_DIRECTIVE_: Rewrite the entries from the line containing "Target: white flower bouquet" through the end of the entries, replacing "tiered cake display" with "layered cake display" and changing nothing else.

(Excerpts from point annotation data)

□ □ □

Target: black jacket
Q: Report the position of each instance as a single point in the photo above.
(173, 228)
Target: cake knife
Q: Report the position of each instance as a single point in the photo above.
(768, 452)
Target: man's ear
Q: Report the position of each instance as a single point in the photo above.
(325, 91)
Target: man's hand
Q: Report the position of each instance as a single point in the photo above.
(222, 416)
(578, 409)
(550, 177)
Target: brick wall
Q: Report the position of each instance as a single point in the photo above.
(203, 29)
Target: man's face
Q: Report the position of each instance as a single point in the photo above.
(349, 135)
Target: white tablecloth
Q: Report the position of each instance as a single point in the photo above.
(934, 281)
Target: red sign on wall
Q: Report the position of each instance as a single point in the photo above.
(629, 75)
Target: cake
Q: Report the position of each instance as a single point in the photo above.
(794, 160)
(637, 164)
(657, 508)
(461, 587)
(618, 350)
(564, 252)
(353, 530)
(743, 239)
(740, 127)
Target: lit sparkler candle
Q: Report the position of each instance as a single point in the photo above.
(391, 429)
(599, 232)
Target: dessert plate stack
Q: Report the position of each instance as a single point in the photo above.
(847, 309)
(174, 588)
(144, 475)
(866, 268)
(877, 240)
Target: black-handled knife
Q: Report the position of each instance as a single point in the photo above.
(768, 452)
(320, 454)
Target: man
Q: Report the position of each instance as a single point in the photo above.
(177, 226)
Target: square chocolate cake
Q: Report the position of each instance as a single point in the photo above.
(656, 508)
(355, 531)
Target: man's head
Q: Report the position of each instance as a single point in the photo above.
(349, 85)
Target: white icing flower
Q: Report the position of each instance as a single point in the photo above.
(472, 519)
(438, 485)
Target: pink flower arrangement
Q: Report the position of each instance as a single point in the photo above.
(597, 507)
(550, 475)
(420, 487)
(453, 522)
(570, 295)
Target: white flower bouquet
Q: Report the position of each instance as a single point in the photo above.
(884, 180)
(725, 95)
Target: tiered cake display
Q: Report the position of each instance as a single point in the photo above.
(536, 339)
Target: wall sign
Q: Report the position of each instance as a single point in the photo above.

□ □ □

_OUTPUT FOR THIS EXERCISE_:
Target: white flower bouquet
Q: Report the position of each instance as a single point in the photo above.
(884, 180)
(725, 95)
Target: layered cake display
Q: Report the position of each instance as a single point in the photo above.
(536, 339)
Target: wall sign
Q: Report the position of each instance as a single point in the photo above.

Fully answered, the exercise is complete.